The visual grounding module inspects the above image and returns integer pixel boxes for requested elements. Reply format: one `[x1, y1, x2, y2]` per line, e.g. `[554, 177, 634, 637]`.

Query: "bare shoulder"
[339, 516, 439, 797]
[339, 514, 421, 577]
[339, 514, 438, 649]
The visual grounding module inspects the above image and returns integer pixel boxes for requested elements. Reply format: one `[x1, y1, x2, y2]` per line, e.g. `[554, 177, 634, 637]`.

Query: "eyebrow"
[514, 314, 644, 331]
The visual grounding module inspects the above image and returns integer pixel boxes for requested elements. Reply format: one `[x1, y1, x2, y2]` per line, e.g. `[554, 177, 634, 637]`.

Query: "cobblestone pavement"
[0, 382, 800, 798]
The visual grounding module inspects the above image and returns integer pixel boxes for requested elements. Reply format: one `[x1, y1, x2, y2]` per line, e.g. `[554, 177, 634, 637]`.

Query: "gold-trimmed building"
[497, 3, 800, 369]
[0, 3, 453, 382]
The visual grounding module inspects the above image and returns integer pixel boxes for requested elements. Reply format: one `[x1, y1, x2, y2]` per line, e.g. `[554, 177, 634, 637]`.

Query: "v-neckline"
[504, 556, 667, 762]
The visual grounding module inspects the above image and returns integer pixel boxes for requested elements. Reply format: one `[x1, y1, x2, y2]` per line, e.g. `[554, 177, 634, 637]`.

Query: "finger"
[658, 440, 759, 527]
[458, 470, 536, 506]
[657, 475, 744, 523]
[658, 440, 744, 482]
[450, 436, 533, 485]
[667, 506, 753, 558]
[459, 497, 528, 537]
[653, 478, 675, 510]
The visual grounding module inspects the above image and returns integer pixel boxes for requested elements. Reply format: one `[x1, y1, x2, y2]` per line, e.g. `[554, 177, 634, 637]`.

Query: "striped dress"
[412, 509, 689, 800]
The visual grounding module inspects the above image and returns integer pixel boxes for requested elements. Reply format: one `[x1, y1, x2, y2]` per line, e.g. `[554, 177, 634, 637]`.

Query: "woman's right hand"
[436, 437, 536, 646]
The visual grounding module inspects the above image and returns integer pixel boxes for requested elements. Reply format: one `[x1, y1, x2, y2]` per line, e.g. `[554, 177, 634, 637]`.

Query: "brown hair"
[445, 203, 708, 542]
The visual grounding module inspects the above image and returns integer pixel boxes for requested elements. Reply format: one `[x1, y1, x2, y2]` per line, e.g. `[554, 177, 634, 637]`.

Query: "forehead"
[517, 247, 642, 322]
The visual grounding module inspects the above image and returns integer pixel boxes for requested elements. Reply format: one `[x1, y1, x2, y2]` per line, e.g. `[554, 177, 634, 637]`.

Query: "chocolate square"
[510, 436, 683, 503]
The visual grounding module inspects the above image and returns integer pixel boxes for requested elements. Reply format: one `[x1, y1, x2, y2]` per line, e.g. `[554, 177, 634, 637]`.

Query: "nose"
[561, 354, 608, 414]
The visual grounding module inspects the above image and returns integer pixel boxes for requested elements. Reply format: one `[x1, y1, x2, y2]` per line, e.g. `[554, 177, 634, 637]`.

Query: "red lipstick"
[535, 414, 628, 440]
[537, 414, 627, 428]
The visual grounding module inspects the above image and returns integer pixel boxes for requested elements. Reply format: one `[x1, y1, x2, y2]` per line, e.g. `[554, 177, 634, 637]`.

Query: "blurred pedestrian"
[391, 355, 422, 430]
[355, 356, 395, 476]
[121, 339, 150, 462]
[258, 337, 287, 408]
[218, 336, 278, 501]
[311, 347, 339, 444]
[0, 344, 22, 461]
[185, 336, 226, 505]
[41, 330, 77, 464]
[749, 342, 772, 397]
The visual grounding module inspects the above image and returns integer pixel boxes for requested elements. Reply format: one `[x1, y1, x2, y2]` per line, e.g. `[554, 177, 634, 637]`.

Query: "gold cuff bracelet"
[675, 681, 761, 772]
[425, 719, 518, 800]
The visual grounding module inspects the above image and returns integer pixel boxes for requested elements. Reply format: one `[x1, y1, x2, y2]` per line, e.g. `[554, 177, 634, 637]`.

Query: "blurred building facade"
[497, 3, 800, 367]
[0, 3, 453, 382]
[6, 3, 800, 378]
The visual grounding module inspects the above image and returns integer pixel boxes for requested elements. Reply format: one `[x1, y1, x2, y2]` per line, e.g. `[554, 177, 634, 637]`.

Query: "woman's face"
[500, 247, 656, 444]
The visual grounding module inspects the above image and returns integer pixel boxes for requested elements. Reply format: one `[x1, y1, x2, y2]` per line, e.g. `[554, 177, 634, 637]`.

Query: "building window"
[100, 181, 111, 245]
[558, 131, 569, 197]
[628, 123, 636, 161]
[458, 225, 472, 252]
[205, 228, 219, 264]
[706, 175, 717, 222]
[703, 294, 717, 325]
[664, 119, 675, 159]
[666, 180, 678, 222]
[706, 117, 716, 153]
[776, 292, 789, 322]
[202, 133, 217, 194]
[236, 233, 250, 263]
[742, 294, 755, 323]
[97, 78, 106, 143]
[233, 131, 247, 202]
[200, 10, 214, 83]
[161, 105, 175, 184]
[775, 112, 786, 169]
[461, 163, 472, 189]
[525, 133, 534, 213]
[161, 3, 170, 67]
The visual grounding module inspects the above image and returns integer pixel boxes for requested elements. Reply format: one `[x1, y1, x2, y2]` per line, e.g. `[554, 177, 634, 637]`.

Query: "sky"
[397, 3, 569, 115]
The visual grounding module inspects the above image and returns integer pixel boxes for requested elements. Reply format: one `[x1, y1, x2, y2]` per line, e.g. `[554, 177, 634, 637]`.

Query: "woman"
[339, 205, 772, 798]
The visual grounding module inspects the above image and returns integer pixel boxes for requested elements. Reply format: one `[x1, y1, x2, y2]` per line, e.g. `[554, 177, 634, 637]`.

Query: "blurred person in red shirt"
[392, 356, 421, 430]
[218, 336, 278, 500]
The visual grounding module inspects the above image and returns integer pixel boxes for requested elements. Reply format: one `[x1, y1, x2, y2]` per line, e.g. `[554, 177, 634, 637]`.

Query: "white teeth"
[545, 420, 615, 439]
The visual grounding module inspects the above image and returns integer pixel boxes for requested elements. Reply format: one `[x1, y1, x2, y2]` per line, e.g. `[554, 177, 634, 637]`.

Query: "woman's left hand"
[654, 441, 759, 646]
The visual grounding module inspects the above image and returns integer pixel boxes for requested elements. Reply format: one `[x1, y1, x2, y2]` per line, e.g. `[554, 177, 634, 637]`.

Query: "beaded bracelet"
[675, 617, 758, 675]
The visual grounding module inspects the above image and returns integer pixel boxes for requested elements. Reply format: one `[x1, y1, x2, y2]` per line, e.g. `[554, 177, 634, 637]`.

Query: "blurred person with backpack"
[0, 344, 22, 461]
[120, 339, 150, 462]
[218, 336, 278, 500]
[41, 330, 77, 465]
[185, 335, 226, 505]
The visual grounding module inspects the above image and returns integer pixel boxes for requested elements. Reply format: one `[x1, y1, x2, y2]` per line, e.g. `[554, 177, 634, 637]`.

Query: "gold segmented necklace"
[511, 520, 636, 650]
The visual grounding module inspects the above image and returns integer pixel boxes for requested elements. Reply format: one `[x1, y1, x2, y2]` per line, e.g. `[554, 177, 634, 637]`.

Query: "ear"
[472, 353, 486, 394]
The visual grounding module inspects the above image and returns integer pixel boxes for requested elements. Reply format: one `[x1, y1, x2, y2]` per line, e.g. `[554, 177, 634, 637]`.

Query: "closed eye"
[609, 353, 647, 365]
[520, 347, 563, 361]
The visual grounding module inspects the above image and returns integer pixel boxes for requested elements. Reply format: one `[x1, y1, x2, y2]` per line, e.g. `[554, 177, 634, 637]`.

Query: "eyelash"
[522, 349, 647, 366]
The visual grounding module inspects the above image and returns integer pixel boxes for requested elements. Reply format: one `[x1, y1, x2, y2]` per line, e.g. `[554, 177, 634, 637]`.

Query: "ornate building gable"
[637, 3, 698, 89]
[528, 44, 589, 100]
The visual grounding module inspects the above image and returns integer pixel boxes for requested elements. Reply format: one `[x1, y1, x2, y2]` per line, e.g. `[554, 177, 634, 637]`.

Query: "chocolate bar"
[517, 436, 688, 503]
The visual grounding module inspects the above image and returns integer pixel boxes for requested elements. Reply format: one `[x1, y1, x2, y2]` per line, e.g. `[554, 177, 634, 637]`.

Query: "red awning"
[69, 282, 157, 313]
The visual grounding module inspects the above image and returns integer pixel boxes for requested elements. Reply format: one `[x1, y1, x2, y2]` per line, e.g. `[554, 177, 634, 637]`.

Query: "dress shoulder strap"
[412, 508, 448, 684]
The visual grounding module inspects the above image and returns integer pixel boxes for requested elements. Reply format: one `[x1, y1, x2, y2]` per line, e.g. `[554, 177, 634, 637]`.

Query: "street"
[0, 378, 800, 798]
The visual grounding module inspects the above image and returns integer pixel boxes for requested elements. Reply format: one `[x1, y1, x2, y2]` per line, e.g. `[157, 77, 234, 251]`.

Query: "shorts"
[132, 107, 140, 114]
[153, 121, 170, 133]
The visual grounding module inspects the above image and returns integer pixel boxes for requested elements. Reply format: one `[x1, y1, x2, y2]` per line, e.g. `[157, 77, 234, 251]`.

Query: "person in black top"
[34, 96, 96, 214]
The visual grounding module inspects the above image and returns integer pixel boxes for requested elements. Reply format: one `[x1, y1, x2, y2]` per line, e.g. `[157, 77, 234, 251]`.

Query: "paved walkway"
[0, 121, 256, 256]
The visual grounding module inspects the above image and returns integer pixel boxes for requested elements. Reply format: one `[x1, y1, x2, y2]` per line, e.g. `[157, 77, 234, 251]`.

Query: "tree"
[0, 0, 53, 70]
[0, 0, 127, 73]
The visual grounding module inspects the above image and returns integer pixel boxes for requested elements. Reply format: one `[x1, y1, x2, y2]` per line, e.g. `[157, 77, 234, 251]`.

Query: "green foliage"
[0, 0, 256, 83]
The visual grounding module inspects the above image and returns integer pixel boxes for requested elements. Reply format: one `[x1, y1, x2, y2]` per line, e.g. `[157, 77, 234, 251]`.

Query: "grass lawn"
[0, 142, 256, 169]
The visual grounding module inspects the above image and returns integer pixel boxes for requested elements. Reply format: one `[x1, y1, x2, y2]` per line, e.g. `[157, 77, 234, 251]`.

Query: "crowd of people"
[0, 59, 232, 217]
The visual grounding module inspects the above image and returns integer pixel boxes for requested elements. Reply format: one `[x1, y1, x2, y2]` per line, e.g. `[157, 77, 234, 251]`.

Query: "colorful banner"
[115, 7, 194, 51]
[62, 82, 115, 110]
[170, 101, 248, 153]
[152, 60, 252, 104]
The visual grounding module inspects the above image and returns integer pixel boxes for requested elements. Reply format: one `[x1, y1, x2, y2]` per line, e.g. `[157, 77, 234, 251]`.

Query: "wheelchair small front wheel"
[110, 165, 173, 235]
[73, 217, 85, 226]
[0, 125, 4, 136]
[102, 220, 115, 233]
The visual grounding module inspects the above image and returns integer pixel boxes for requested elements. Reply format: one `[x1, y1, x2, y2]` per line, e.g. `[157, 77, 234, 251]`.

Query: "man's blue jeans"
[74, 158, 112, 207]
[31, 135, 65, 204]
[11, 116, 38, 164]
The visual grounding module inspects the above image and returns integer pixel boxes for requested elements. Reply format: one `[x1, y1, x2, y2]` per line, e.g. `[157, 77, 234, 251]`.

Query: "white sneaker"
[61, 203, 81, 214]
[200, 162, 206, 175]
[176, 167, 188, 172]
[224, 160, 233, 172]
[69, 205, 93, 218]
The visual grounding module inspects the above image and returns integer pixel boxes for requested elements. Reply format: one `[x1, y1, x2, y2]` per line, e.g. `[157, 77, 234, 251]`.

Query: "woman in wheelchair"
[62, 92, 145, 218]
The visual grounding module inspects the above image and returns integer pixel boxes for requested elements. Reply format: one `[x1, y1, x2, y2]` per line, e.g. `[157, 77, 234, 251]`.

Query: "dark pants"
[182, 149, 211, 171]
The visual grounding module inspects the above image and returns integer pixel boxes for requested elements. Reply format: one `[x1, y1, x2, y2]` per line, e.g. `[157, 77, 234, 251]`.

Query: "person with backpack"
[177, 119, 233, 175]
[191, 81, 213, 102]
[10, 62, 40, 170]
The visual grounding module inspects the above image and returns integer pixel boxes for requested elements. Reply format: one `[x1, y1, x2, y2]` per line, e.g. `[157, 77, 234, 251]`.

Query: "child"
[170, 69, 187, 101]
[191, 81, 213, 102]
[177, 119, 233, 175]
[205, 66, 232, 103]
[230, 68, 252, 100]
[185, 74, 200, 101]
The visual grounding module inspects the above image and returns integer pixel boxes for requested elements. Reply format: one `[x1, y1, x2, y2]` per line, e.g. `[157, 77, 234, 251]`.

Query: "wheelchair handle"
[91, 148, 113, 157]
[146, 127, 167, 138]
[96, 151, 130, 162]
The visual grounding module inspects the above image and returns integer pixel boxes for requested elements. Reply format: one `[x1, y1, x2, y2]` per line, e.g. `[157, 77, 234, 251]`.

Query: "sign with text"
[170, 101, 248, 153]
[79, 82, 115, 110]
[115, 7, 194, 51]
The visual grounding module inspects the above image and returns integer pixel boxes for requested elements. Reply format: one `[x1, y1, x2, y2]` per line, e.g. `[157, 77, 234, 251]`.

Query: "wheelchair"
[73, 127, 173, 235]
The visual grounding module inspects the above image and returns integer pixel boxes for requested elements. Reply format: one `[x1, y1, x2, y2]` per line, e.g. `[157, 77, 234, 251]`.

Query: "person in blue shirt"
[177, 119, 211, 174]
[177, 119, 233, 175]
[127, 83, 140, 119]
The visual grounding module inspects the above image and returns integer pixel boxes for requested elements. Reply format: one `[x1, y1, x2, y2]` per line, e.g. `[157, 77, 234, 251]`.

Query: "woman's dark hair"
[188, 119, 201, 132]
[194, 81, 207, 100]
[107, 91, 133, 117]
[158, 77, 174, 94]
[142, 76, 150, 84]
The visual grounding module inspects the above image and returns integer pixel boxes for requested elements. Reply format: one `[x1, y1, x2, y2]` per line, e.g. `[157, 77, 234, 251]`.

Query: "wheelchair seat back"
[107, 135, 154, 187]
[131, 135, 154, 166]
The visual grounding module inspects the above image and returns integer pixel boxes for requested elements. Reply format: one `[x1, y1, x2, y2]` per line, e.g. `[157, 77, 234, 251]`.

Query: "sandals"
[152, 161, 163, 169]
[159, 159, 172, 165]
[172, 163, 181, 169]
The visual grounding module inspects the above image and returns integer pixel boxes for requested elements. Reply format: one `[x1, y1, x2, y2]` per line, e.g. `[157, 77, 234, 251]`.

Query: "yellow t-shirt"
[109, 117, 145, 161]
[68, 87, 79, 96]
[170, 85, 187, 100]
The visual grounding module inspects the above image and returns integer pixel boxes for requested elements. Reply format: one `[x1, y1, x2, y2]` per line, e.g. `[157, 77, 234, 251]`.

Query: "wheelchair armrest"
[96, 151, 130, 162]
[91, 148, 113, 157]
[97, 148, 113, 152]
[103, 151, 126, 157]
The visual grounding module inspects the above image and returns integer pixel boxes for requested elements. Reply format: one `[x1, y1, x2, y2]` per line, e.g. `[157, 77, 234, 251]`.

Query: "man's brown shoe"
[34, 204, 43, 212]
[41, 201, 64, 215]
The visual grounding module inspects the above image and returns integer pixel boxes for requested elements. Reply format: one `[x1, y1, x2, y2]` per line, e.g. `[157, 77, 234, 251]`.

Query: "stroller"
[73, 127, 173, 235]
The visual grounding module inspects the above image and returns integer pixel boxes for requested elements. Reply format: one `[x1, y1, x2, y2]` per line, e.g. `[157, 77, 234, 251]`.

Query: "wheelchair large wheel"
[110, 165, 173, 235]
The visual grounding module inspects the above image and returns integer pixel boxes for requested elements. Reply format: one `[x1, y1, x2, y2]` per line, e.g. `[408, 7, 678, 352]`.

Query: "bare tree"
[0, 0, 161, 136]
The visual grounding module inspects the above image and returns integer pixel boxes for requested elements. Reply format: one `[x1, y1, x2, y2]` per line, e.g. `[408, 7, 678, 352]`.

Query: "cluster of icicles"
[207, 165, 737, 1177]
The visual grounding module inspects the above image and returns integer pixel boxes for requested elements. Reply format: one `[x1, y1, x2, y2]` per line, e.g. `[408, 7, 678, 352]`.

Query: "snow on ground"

(DESCRIPTION OF THE TASK)
Reproduce the lines from the start of the entries through the line containing "[339, 514, 438, 649]", inclusive, with "bare shoulder" changed to "exposed shoulder" and everything else left as it is.

(RESPONSE TO THIS EXERCISE)
The visual grounding module inspects the above image and returns integer pixel boxes for requested elements. Reply format: one `[x1, y1, x2, y2]` per line, e.g. `[554, 177, 634, 637]`.

Query: "exposed shoulder"
[339, 516, 439, 797]
[339, 514, 421, 577]
[339, 514, 438, 649]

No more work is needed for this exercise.